PAT 甲级1143 Lowest Common Ancestor (30 分，一个测试点未过）

The lowest common ancestor (LCA) of two nodes U and V in a tree is the deepest node that has both U and V as descendants.

A binary search tree (BST) is recursively defined as a binary tree which has the following properties:

• The left subtree of a node contains only nodes with keys less than the node's key.
• The right subtree of a node contains only nodes with keys greater than or equal to the node's key.
• Both the left and right subtrees must also be binary search trees.

Given any two nodes in a BST, you are supposed to find their LCA.

Input Specification:

Each input file contains one test case. For each case, the first line gives two positive integers: M (≤ 1,000), the number of pairs of nodes to be tested; and N (≤10,000), the number of keys in the BST, respectively. In the second line, N distinct integers are given as the preorder traversal sequence of the BST. Then M lines follow, each contains a pair of integer keys U and V. All the keys are in the range of int.

Output Specification:

For each given pair of U and V, print in a line LCA of U and V is A. if the LCA is found and A is the key. But if A is one of U and V, print X is an ancestor of Y.where X is A and Y is the other node. If U or V is not found in the BST, print in a line ERROR: U is not found. or ERROR: V is not found. or ERROR: U and V are not found..

Sample Input:

6 8
6 3 1 2 5 4 8 7
2 5
8 7
1 9
12 -3
0 8
99 99

Sample Output:

LCA of 2 and 5 is 3.
8 is an ancestor of 7.
ERROR: 9 is not found.
ERROR: 12 and -3 are not found.
ERROR: 0 is not found.
ERROR: 99 and 99 are not found.

书面题目 1: 请把条目中从含有“the green heather”的那一行起、直到条目末尾的各行照搬下来，首尾两行都算在内，请求也一并保留。其中答案里每个坐标的数值都加上45，请求及其格式示例中的数字不变，图片不要写进答案。

所给信息:
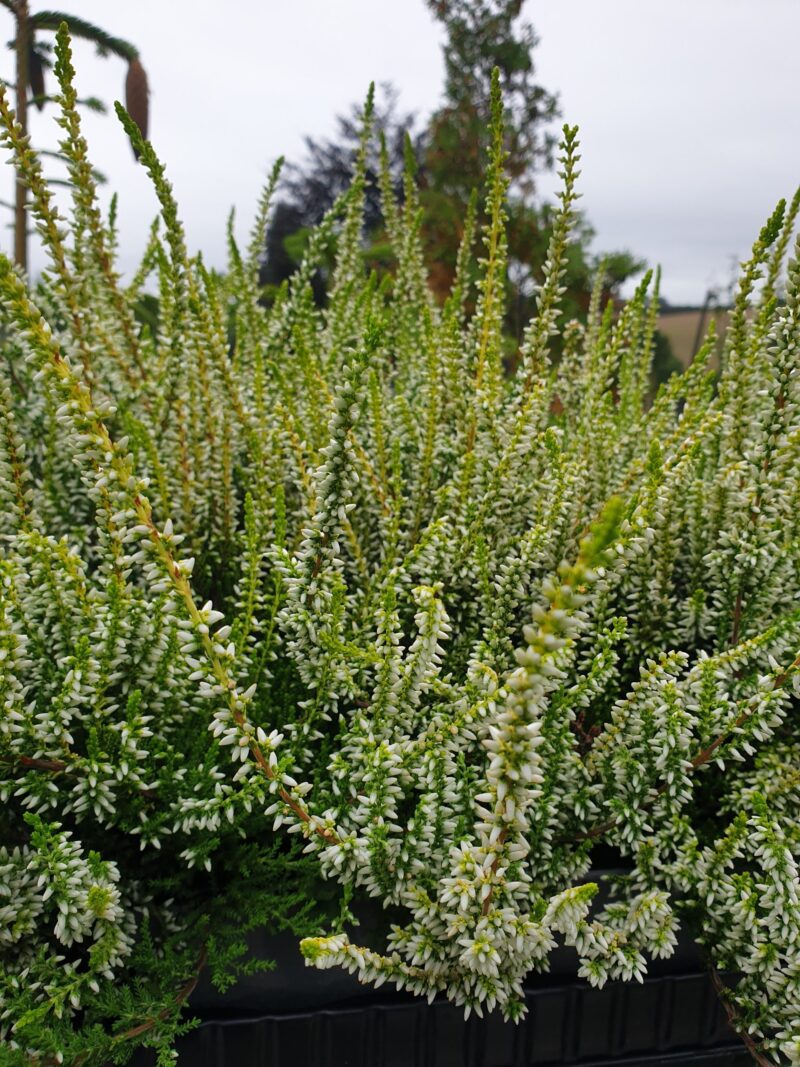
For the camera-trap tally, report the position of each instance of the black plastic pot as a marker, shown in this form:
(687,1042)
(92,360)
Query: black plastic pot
(299,1017)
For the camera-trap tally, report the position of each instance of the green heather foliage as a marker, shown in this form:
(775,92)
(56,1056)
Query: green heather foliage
(336,603)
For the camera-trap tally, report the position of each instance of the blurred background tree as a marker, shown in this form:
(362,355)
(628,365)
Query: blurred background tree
(450,155)
(32,52)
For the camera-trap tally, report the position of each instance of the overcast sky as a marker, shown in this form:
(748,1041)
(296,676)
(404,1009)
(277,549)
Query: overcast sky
(689,111)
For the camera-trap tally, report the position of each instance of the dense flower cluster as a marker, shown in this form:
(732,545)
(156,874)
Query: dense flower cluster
(334,572)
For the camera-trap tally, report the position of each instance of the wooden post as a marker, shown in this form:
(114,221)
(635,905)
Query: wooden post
(20,204)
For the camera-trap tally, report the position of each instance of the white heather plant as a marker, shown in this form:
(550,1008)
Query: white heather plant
(331,573)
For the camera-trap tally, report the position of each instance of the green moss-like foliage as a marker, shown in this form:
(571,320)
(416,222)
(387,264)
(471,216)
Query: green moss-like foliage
(341,603)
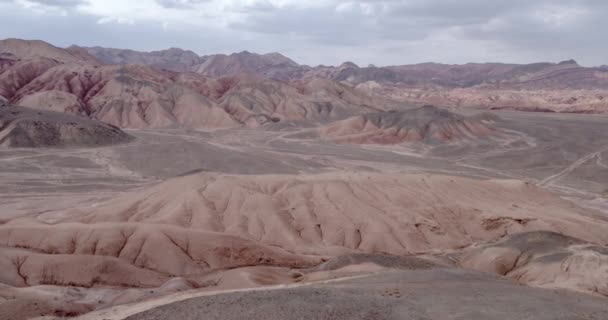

书面题目 2: 请从讲最近公共祖先题目的文档片段中摘录一段原文，从含有“A binary search”的词句开始，到“the range of int.”为止，一字不改。

解答 1:
For the camera-trap tally, report the position of each instance of the green heather foliage as a marker, shown in this form:
(775,92)
(56,1056)
Query: green heather foliage
(381,648)
For the camera-trap tally, report the position of each instance of the blurred background tree as a marker, shown in this form:
(362,355)
(628,365)
Query: blurred background tree
(495,200)
(77,97)
For the camera-trap tally, report the position of each instance of the overcast sky as a marker, shown in this form:
(748,1041)
(296,676)
(404,1009)
(277,549)
Query: overcast sky
(734,156)
For the camera-trap tally, report the position of each instance of the dense flower cluster as a marker, shown in this form:
(732,545)
(156,874)
Query: dense flower cluster
(379,617)
For the camera-trap tally, report the position of each instance of the wooden post as a marker, shown in this form:
(114,221)
(635,905)
Query: wooden post
(65,249)
For the camera-trap tally, report the position of each instance of the white heather plant as a marker, shown in this form:
(550,1008)
Query: white heather plant
(376,618)
For the camera-trap tally, report the position of each instance of the green moss-like foliage as a marker, shown in this form:
(571,320)
(416,222)
(387,264)
(471,216)
Query: green moss-like foliage
(386,648)

解答 2:
A binary search tree (BST) is recursively defined as a binary tree which has the following properties:

• The left subtree of a node contains only nodes with keys less than the node's key.
• The right subtree of a node contains only nodes with keys greater than or equal to the node's key.
• Both the left and right subtrees must also be binary search trees.

Given any two nodes in a BST, you are supposed to find their LCA.

Input Specification:

Each input file contains one test case. For each case, the first line gives two positive integers: M (≤ 1,000), the number of pairs of nodes to be tested; and N (≤10,000), the number of keys in the BST, respectively. In the second line, N distinct integers are given as the preorder traversal sequence of the BST. Then M lines follow, each contains a pair of integer keys U and V. All the keys are in the range of int.